→ TASK STATEMENT: Copy the rows below word for word, beginning at the line that has "lookup: the trailing vine" and ending after the line that has "[3,495,43,611]".

(Records from a dataset)
***

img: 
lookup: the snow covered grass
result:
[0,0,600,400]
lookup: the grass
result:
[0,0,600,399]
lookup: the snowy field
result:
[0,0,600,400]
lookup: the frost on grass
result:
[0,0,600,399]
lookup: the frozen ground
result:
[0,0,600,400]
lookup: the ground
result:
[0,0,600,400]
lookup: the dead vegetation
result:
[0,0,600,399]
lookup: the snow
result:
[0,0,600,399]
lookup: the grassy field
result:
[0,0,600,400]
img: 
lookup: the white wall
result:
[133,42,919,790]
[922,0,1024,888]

***

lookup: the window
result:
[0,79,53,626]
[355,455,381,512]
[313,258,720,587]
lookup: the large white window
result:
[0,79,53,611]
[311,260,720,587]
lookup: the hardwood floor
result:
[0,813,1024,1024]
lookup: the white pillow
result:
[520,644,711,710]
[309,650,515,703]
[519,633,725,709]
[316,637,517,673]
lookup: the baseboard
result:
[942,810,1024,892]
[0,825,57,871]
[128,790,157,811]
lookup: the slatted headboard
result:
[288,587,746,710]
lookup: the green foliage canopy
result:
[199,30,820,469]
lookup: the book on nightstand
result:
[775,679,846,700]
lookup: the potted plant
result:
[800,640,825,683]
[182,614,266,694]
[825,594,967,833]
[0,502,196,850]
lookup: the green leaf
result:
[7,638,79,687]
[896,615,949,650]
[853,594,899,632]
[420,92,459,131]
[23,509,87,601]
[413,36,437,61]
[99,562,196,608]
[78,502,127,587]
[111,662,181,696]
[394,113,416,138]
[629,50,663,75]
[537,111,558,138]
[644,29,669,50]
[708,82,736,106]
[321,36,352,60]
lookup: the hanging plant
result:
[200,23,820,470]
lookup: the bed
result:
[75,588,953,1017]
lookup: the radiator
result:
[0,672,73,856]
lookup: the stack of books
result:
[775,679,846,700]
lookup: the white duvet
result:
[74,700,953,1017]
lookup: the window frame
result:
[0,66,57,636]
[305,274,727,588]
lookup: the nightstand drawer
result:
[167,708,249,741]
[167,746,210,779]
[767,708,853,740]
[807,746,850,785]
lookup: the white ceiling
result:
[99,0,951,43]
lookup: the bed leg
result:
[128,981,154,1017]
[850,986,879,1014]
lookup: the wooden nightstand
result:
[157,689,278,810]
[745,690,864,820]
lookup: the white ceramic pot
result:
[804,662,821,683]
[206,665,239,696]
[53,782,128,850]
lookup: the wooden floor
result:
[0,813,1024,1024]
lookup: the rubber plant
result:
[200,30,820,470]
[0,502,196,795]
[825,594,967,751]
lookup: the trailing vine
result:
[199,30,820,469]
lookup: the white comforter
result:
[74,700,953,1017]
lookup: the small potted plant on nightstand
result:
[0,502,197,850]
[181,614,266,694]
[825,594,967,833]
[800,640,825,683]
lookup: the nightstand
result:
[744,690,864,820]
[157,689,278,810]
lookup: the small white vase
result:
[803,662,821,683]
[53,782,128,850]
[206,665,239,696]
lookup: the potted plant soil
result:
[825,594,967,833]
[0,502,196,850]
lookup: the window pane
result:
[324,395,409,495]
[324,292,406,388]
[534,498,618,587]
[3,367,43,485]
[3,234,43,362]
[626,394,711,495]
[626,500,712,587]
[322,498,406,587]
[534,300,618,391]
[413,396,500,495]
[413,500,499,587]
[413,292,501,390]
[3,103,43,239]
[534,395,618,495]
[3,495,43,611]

***

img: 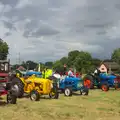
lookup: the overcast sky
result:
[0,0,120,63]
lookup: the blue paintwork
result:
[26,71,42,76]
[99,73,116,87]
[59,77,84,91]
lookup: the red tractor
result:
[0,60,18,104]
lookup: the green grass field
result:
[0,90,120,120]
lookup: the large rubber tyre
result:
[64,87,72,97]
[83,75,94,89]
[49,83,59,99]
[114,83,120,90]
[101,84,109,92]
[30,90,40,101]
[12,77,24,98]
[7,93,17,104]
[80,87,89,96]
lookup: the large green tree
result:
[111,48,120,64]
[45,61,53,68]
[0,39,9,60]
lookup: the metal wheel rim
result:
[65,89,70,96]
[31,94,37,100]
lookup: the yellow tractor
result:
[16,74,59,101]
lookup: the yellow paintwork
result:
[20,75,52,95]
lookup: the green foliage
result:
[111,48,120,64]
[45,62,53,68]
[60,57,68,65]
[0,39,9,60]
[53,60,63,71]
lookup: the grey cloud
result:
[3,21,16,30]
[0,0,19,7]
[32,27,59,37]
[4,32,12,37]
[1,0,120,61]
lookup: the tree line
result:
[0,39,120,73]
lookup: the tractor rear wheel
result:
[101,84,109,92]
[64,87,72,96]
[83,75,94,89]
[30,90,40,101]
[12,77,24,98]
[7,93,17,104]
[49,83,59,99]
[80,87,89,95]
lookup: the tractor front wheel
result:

***

→ COMPLETE OUTPUT:
lookup: the trailing vine
result:
[199,30,820,469]
lookup: the white comforter
result:
[74,700,953,1017]
lookup: the small potted plant on nightstand
result:
[0,502,197,850]
[181,614,266,694]
[825,594,967,833]
[800,640,825,683]
lookup: the nightstand
result:
[744,690,864,820]
[157,689,278,810]
lookup: the small white vase
result:
[803,662,821,683]
[53,782,128,850]
[206,665,239,696]
lookup: the potted plant soil
result:
[825,594,967,833]
[0,502,196,850]
lookup: the window pane
result:
[324,395,409,495]
[324,292,406,388]
[534,498,618,587]
[3,367,43,485]
[3,234,43,362]
[626,394,711,495]
[626,500,712,587]
[322,498,406,587]
[534,300,618,391]
[413,396,500,495]
[413,500,499,587]
[413,292,501,390]
[3,103,43,239]
[534,395,618,495]
[3,495,43,611]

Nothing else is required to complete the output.